**PROBLEM REQUIREMENTS:**
An exact reproduction of the records is required. Images must be left out.

**SOURCE INFORMATION:**
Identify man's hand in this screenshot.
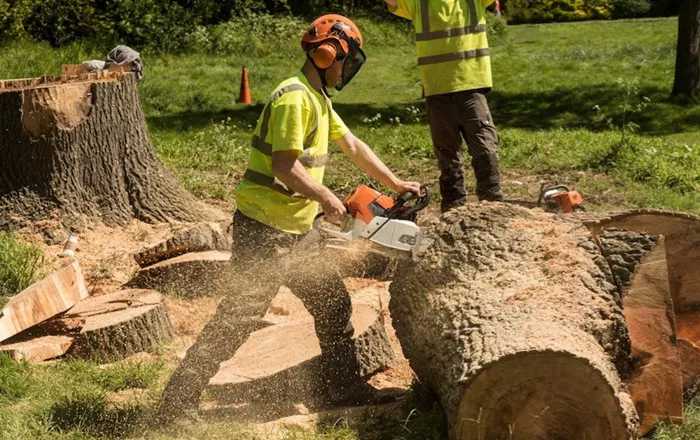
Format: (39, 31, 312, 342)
(320, 189, 347, 223)
(384, 0, 398, 7)
(392, 180, 422, 197)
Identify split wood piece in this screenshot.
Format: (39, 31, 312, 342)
(599, 233, 683, 434)
(28, 289, 174, 363)
(126, 251, 232, 298)
(677, 338, 700, 390)
(389, 203, 638, 440)
(0, 72, 211, 228)
(0, 335, 73, 362)
(584, 210, 700, 313)
(0, 260, 88, 343)
(209, 303, 396, 403)
(133, 222, 232, 268)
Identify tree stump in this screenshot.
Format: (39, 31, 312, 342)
(389, 204, 639, 440)
(4, 289, 174, 363)
(0, 72, 209, 228)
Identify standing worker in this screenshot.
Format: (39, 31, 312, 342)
(158, 14, 421, 422)
(385, 0, 504, 211)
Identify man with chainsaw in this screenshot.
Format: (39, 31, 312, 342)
(385, 0, 504, 211)
(159, 14, 421, 421)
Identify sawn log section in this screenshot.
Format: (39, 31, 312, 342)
(390, 204, 639, 440)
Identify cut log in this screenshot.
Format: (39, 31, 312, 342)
(0, 335, 73, 362)
(126, 251, 232, 298)
(0, 71, 210, 228)
(0, 260, 88, 343)
(209, 301, 395, 403)
(133, 222, 231, 268)
(389, 204, 638, 440)
(8, 289, 174, 363)
(584, 210, 700, 313)
(598, 232, 682, 434)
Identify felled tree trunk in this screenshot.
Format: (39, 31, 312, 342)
(390, 204, 639, 440)
(0, 71, 208, 228)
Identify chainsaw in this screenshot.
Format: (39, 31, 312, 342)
(537, 183, 585, 213)
(313, 185, 431, 259)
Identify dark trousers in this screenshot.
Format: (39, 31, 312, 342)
(426, 89, 503, 210)
(161, 211, 358, 410)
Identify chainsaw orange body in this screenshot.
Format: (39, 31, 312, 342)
(344, 185, 395, 225)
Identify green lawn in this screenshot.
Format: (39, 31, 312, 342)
(0, 15, 699, 440)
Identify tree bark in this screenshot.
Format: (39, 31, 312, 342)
(672, 0, 700, 97)
(0, 72, 210, 229)
(389, 203, 639, 440)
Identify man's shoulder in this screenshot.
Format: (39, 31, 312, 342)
(269, 75, 318, 109)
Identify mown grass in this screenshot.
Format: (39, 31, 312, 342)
(0, 17, 697, 212)
(0, 15, 699, 440)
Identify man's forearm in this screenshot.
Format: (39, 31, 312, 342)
(342, 136, 401, 191)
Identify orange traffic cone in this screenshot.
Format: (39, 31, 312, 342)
(237, 67, 252, 105)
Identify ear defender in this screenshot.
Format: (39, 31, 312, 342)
(313, 42, 338, 69)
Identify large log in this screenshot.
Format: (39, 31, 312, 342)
(0, 71, 210, 228)
(0, 260, 88, 343)
(597, 232, 683, 434)
(389, 203, 639, 440)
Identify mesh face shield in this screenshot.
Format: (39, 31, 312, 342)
(333, 28, 366, 91)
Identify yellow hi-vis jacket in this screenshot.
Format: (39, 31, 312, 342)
(235, 71, 349, 234)
(390, 0, 495, 97)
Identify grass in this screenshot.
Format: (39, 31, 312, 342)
(0, 14, 699, 440)
(0, 232, 44, 307)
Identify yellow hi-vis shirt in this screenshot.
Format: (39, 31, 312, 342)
(390, 0, 495, 97)
(235, 71, 349, 234)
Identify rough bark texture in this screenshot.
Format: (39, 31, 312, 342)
(390, 203, 638, 440)
(599, 233, 683, 434)
(0, 72, 209, 228)
(673, 0, 700, 97)
(126, 251, 232, 298)
(133, 222, 232, 268)
(597, 229, 658, 292)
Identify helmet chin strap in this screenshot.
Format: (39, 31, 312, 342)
(307, 51, 333, 98)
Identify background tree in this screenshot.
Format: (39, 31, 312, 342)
(672, 0, 700, 98)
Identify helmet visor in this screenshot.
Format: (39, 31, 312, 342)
(335, 34, 366, 91)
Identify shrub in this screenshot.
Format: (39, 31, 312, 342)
(612, 0, 651, 18)
(506, 0, 612, 23)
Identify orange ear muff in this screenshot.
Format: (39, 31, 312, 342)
(313, 42, 337, 69)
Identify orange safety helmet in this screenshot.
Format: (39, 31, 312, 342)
(301, 14, 366, 90)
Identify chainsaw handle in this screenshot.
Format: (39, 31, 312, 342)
(396, 185, 431, 220)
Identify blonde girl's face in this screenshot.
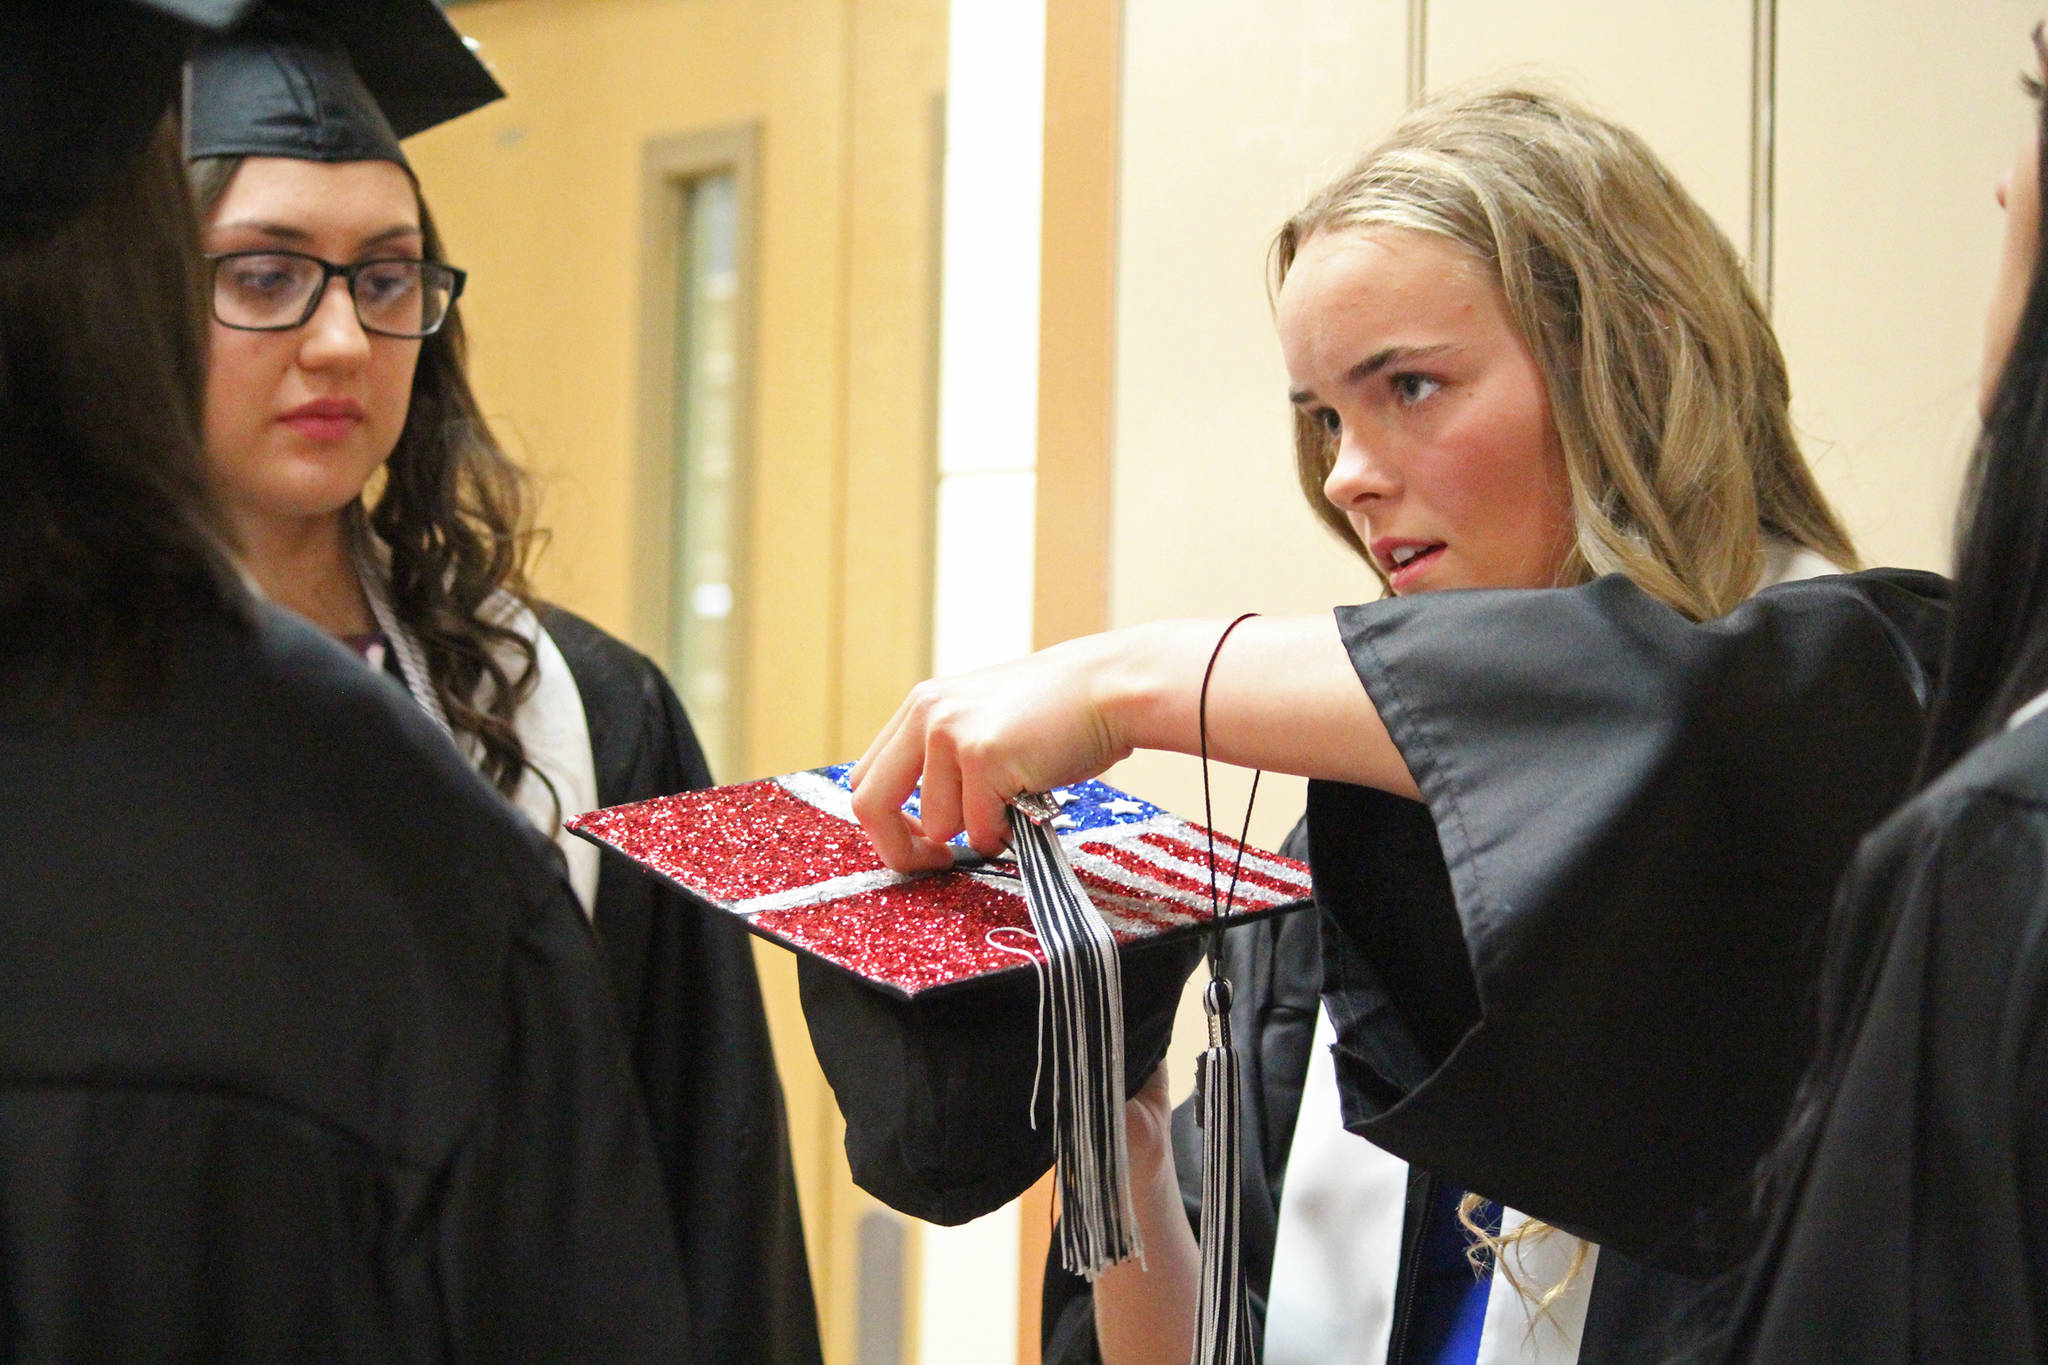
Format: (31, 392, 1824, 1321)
(1277, 227, 1575, 595)
(201, 156, 424, 539)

**SOLUTION FOR THIS PROBLEM:**
Identify man's hand in this screenshot.
Format: (39, 31, 312, 342)
(320, 189, 347, 223)
(384, 0, 398, 7)
(392, 180, 422, 197)
Identify split wood piece in this screenshot.
Format: (39, 31, 312, 342)
(599, 233, 683, 434)
(28, 289, 174, 363)
(126, 251, 232, 298)
(677, 338, 700, 390)
(389, 203, 638, 440)
(0, 72, 211, 228)
(0, 335, 73, 362)
(584, 210, 700, 313)
(0, 260, 88, 343)
(209, 303, 396, 403)
(133, 222, 232, 268)
Identify tree stump in this screenshot.
Format: (39, 31, 312, 342)
(389, 204, 639, 440)
(4, 289, 174, 363)
(0, 72, 209, 228)
Identify standing worker in this screenshot.
Format: (39, 31, 312, 342)
(158, 14, 421, 422)
(385, 0, 504, 211)
Identify man with chainsaw in this screenshot.
Format: (39, 31, 312, 342)
(385, 0, 504, 211)
(159, 14, 421, 421)
Identify sawn log section in this screenshot.
Format: (39, 31, 312, 342)
(390, 204, 639, 440)
Identify cut log in this screenshot.
Format: (39, 31, 312, 342)
(0, 335, 73, 362)
(126, 251, 232, 298)
(0, 71, 210, 228)
(0, 260, 88, 343)
(209, 301, 395, 403)
(133, 222, 231, 268)
(389, 204, 638, 440)
(8, 289, 174, 363)
(584, 210, 700, 313)
(598, 232, 682, 434)
Identify felled tree trunk in this screenshot.
Format: (39, 31, 312, 342)
(390, 204, 639, 440)
(0, 71, 208, 228)
Identify chainsaw in this screenshot.
Format: (39, 31, 312, 342)
(537, 183, 585, 213)
(313, 185, 431, 259)
Identify dark trousers in this screenshot.
Format: (39, 31, 312, 342)
(426, 89, 503, 210)
(161, 211, 358, 410)
Identify chainsaw orange body in this screenshot.
Format: (39, 31, 312, 342)
(344, 185, 395, 225)
Identify green lawn in this screenshot.
Format: (39, 31, 312, 342)
(0, 15, 699, 440)
Identify tree bark in this screenshot.
Format: (39, 31, 312, 342)
(672, 0, 700, 97)
(0, 72, 210, 229)
(389, 203, 639, 440)
Identify man's shoulder in this screenshot.
Format: (39, 31, 312, 342)
(269, 75, 318, 109)
Identify mown grass in this screenshot.
Format: (39, 31, 312, 342)
(0, 17, 697, 212)
(0, 15, 699, 440)
Identify man's forearm in this screenshot.
Format: (39, 31, 312, 342)
(342, 136, 401, 191)
Identify orange traffic cone in this screenshot.
Format: (39, 31, 312, 342)
(237, 67, 252, 105)
Identify ear defender in this screenshot.
Format: (39, 31, 312, 342)
(313, 42, 338, 69)
Identify large log in this screenshot.
Format: (39, 31, 312, 342)
(0, 71, 210, 228)
(0, 260, 88, 343)
(597, 232, 683, 434)
(389, 203, 639, 440)
Identify mesh face shield in this screenshot.
Format: (39, 31, 312, 342)
(333, 28, 366, 91)
Identify yellow hi-vis jacket in this screenshot.
Format: (39, 31, 312, 342)
(235, 71, 349, 234)
(390, 0, 495, 97)
Identify grass in this screenshot.
Format: (39, 31, 312, 342)
(0, 14, 699, 440)
(0, 232, 44, 307)
Identify yellow hi-vis shirt in this screenshot.
Format: (39, 31, 312, 342)
(390, 0, 495, 97)
(235, 71, 349, 234)
Identify rough bark texture in this screenshot.
Format: (39, 31, 312, 342)
(390, 203, 638, 440)
(599, 233, 683, 434)
(0, 72, 209, 228)
(673, 0, 700, 97)
(126, 251, 232, 298)
(133, 222, 232, 268)
(597, 229, 658, 292)
Identify helmet chin strap in this screenshot.
Format: (39, 31, 312, 342)
(307, 51, 333, 98)
Identify background tree in this screenshot.
Format: (39, 31, 312, 342)
(672, 0, 700, 98)
Identify helmet visor in this screenshot.
Format: (39, 31, 312, 342)
(335, 34, 366, 91)
Identify shrub in this screenshot.
Format: (39, 31, 312, 342)
(612, 0, 651, 18)
(506, 0, 612, 23)
Identify orange ear muff in this screenshot.
Format: (39, 31, 312, 342)
(313, 42, 337, 69)
Identify orange safety helmet in this screenshot.
Format: (39, 31, 312, 342)
(301, 14, 366, 90)
Identify chainsaw handle in this screenshot.
Format: (39, 31, 312, 342)
(396, 185, 431, 220)
Identify blonde girl's face in this screenshot.
Format: (31, 392, 1824, 1321)
(1277, 227, 1575, 595)
(201, 156, 424, 539)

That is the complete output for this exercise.